Source text →

Although the gloomy predictions of Kaplan were wide off the mark and the wars in Sierra Leone and Library were subsequently quelled – and he could even be regarded as a prophet of doom – his analysis of the situation in West Africa at the time showed that the region needs to pay serious attention to the problems of education and youth unemployment. Twenty-two years after, the problem has ballooned and is now threatening the social order. Just that this time, it is not unemployment alone, but also a youth bulge with skills deficiency and with no hope of playing any meaningful role in the society.
The statistics is baffling; about 40.9 per cent of Nigeria’s almost 180 million population is estimated to be 14 years and below and 70 per cent below 30 years. There are currently approximately 20 million and 10 million children in primary and secondary schools respectively in Nigeria. Roughly 1.8 million sit for the West African Examination Council exams yearly for only 250, 000 university places. Just some weeks ago, the Joint Admissions and Matriculation Board announced that over 1.85 million young Nigerians sat for the examination. With just about 400, 000 places opened in all tertiary institutions, roughly about 1.4 million of this number will join the army of the unemployed – and it is a yearly phenomenon.
Meanwhile, the unemployment rate (officially put at 24.3 per cent but which most analysts put at about 50 per cent and young people constituting over 50 per cent of the total number of unemployed Nigerians) has continued to rise as much as underemployment and population growth. Beyond the fact that there are very few formal jobs for the millions of school leavers every year, our almost dysfunctional educational system – which in any case prioritises rote-learning over development of real and soft skills – inadequately prepares school leavers for white collar jobs as the only option of work. The universities are a mess and their products are being adjudged unemployable by most employers. Unfortunately, these graduates and those who didn’t go to the universities have no vocational or entrepreneurial skills to set out on their own and perhaps create successful businesses and become employers of labour.

Named-object pointing rows →

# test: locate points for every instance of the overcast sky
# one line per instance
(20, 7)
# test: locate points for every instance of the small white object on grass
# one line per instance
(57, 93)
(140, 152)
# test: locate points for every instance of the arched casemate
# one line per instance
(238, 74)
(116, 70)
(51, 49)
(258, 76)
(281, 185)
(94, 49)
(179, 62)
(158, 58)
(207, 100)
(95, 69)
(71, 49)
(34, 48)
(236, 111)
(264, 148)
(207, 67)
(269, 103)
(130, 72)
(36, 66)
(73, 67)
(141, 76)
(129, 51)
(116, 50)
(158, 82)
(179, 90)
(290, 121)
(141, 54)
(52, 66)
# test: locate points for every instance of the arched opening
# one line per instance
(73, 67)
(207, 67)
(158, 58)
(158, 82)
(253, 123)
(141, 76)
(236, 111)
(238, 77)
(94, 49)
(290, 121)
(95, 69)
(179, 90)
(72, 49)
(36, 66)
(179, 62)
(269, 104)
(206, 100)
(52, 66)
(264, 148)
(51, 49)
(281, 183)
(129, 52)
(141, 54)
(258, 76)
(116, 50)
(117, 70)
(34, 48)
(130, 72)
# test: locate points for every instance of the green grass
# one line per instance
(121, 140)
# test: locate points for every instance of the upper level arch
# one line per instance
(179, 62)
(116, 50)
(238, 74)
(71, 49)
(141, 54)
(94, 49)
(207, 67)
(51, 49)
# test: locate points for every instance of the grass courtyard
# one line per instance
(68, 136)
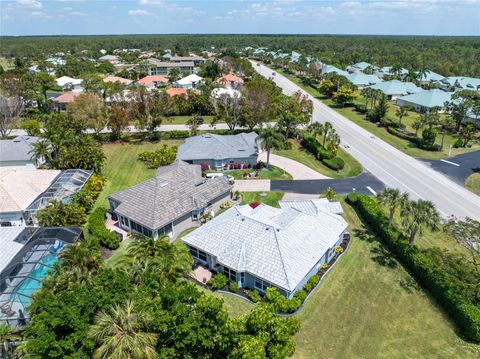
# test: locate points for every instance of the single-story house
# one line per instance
(394, 88)
(197, 60)
(453, 83)
(169, 203)
(174, 91)
(25, 191)
(188, 82)
(152, 81)
(218, 92)
(157, 67)
(430, 76)
(230, 80)
(425, 100)
(60, 103)
(259, 247)
(220, 150)
(113, 59)
(17, 153)
(360, 66)
(69, 83)
(328, 69)
(361, 80)
(113, 79)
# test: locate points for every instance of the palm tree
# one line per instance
(120, 334)
(271, 139)
(393, 199)
(416, 215)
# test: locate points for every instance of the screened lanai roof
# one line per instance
(65, 184)
(23, 274)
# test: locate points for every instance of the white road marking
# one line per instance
(451, 163)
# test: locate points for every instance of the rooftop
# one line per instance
(175, 191)
(279, 245)
(212, 146)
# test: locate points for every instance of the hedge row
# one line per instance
(422, 266)
(322, 154)
(96, 227)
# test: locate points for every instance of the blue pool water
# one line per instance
(29, 285)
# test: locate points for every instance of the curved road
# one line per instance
(391, 166)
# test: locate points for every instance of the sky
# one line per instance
(92, 17)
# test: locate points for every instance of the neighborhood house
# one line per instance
(218, 151)
(264, 247)
(169, 203)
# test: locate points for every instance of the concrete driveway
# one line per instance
(296, 169)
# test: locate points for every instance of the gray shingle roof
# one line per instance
(176, 190)
(211, 146)
(17, 149)
(279, 245)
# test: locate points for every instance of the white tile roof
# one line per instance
(20, 187)
(279, 245)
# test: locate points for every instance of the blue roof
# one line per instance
(429, 98)
(361, 79)
(396, 87)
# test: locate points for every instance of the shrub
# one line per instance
(335, 163)
(311, 283)
(219, 281)
(233, 287)
(254, 296)
(96, 227)
(422, 266)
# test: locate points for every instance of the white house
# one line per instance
(259, 247)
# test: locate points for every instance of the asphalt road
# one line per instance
(459, 167)
(364, 183)
(389, 165)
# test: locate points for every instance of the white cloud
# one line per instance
(33, 4)
(139, 12)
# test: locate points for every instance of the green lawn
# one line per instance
(270, 198)
(473, 183)
(272, 173)
(299, 154)
(369, 307)
(123, 169)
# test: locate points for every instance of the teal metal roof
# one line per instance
(396, 87)
(429, 98)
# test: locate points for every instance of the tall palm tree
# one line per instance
(419, 214)
(120, 334)
(393, 199)
(271, 139)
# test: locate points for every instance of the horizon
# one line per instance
(287, 17)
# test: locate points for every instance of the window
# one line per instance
(231, 274)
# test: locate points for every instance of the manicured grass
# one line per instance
(272, 173)
(299, 154)
(270, 198)
(123, 169)
(473, 183)
(369, 307)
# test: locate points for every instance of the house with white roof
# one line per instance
(24, 191)
(362, 80)
(425, 100)
(259, 247)
(394, 88)
(219, 151)
(69, 83)
(188, 82)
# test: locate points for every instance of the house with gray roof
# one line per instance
(394, 88)
(425, 100)
(261, 247)
(18, 152)
(219, 151)
(169, 203)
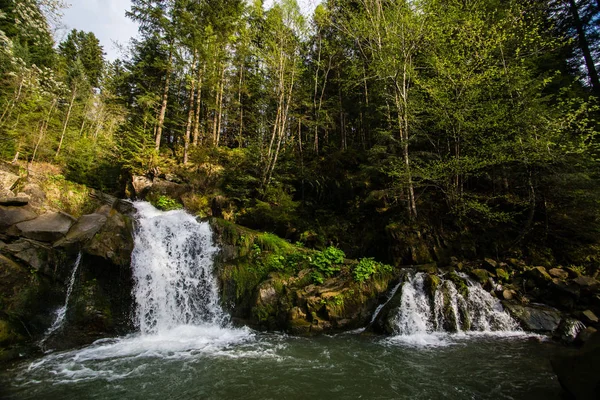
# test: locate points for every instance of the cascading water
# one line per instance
(60, 314)
(172, 267)
(445, 309)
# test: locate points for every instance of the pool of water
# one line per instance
(208, 362)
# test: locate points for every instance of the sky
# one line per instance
(106, 18)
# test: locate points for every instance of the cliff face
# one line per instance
(39, 249)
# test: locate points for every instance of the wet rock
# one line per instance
(114, 241)
(489, 264)
(586, 334)
(13, 215)
(578, 374)
(49, 227)
(590, 317)
(7, 180)
(535, 318)
(37, 197)
(84, 229)
(17, 201)
(480, 275)
(141, 184)
(586, 282)
(508, 294)
(568, 330)
(539, 274)
(558, 273)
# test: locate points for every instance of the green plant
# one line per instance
(367, 267)
(166, 203)
(327, 261)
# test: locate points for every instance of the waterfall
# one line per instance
(60, 314)
(442, 307)
(172, 265)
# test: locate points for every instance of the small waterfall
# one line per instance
(172, 267)
(446, 308)
(60, 314)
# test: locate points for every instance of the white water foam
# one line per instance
(422, 321)
(177, 305)
(60, 314)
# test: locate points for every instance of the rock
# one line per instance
(508, 294)
(489, 264)
(83, 230)
(578, 374)
(480, 275)
(586, 282)
(559, 273)
(568, 330)
(502, 274)
(49, 227)
(10, 215)
(34, 254)
(114, 241)
(141, 184)
(539, 274)
(17, 201)
(37, 197)
(590, 317)
(586, 334)
(7, 180)
(535, 318)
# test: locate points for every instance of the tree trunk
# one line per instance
(66, 123)
(188, 126)
(585, 47)
(198, 105)
(165, 99)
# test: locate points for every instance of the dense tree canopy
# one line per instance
(473, 118)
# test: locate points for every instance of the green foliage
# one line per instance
(367, 267)
(166, 203)
(326, 263)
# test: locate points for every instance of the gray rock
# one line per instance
(7, 180)
(17, 201)
(590, 317)
(11, 215)
(83, 230)
(49, 227)
(559, 273)
(35, 255)
(141, 184)
(37, 197)
(535, 318)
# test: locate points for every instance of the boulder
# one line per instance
(539, 274)
(11, 215)
(83, 230)
(17, 201)
(114, 241)
(558, 273)
(535, 318)
(49, 227)
(37, 197)
(7, 180)
(590, 317)
(586, 282)
(586, 334)
(140, 184)
(33, 254)
(578, 374)
(489, 265)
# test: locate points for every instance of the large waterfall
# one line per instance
(431, 309)
(172, 267)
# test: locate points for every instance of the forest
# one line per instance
(469, 125)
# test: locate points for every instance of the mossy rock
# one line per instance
(480, 275)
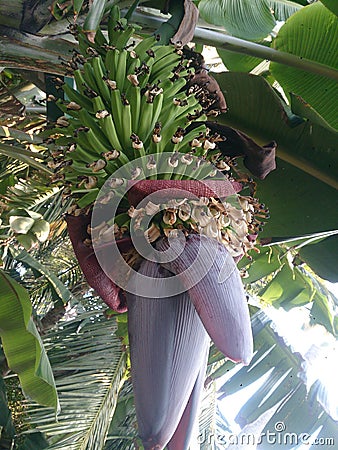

What to do → From the passage on Nigerian youth unemployment, return verbatim the part that opens with the words containing "Although the gloomy" and closes with "in the society.".

Completed task →
Although the gloomy predictions of Kaplan were wide off the mark and the wars in Sierra Leone and Library were subsequently quelled – and he could even be regarded as a prophet of doom – his analysis of the situation in West Africa at the time showed that the region needs to pay serious attention to the problems of education and youth unemployment. Twenty-two years after, the problem has ballooned and is now threatening the social order. Just that this time, it is not unemployment alone, but also a youth bulge with skills deficiency and with no hope of playing any meaningful role in the society.